Luis Pederneira dando apoio à Campanha Chega de Trabalho Infantil, ao lado da colunista da Rede Peteca, Anna Luiza Calixto (Foto: Ana Paula Calixto)

Luis Pederneira dando apoio à campanha Chega de Trabalho Infantil, da Rede Peteca, ao lado da colunista Anna Luiza Calixto

Crédito: Ana Paula Calixto

O simpósio contou com 47 palestrantes brasileiros e, ainda, com a participação de Luiz Pederneira, representante do Uruguai no Comitê dos Direitos da Criança das Nações Unidas e integrante do Conselho Executivo do Instituto de Estudos Legais e Sociais do Uruguai (IELSUR). Pederneira fundou, em 2011, a Comissão Nacional Contra a Redução da Idade Penal, que levou adiante o trabalho para frear a reforma constitucional que buscava levar os adolescentes ao sistema penal com a mesma processualidade dos adultos. Ele contribuiu para o simpósio, ministrando a aula magna sobre as suas experiências no combate à objetificação da criança e do adolescente no sentido de posse institucional e adulta.

E por falar em empoderamento da infância e da adolescência, quem também marcou presença no simpósio foi o Núcleo de Cidadania de Adolescentes de Barcarena. Esse é um coletivo de meninas e meninos que promoveu a discussão entre o público infantojuvenil e os atores da rede protetiva, fortalecendo os vínculos e derrubando o abismo que existe entre as faixas etárias dentro desta discussão.

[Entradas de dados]

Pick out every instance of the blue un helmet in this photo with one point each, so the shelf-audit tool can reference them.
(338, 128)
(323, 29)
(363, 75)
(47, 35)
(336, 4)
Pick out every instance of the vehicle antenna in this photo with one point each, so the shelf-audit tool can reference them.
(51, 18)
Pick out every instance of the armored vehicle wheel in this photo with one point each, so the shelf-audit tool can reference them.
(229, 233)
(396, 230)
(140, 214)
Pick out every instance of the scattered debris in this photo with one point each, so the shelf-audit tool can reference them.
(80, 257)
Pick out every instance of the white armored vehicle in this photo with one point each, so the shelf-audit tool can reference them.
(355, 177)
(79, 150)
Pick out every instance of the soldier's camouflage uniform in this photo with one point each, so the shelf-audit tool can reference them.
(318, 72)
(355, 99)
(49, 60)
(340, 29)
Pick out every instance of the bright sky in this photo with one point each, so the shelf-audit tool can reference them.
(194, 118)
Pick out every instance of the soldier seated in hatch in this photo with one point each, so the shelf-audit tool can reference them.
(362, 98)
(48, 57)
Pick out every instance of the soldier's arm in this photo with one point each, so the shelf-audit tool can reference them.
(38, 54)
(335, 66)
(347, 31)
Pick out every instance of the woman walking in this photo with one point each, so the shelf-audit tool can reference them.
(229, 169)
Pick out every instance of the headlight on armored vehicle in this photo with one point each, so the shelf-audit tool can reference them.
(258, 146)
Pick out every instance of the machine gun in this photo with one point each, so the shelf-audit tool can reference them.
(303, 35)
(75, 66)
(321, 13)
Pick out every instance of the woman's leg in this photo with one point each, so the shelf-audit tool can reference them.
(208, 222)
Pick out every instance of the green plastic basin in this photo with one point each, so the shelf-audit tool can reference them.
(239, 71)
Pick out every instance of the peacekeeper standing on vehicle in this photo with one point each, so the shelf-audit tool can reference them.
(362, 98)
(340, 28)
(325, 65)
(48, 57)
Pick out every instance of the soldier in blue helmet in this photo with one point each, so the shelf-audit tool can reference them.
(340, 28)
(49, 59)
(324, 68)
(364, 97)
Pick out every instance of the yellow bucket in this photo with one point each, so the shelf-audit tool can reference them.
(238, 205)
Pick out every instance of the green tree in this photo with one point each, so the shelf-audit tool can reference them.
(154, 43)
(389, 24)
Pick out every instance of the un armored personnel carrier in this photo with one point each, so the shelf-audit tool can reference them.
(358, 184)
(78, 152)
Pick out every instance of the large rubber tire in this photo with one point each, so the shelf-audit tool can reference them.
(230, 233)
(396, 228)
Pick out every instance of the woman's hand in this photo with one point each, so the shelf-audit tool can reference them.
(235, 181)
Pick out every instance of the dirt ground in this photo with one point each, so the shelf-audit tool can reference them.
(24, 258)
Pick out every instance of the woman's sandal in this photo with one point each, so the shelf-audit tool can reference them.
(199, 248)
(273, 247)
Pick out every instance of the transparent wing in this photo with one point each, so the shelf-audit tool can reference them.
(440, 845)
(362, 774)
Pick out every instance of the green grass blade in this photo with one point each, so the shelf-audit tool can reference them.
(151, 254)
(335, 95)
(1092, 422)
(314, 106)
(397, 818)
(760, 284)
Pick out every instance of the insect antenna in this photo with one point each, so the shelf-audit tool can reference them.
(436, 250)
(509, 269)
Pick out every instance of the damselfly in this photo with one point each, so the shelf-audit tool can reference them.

__TAREFAS__:
1) Segundo o trecho, em que ano Pederneira fundou a Comissão Nacional Contra a Redução da Idade Penal?
2) Diga se cada frase abaixo está de acordo com o trecho, respondendo sim ou não e citando as palavras do trecho que decidem a resposta.
(a) O simpósio teve 47 palestrantes brasileiros.
(b) Pederneira é representante da Argentina no Comitê dos Direitos da Criança das Nações Unidas.
(c) O Núcleo de Cidadania de Adolescentes de Barcarena é um coletivo formado apenas por meninas.

__RESPOSTAS__:
1) Em 2011.

2)
(a) Sim: "O simpósio contou com 47 palestrantes brasileiros".
(b) Não: "representante do Uruguai no Comitê dos Direitos da Criança das Nações Unidas".
(c) Não: "Esse é um coletivo de meninas e meninos".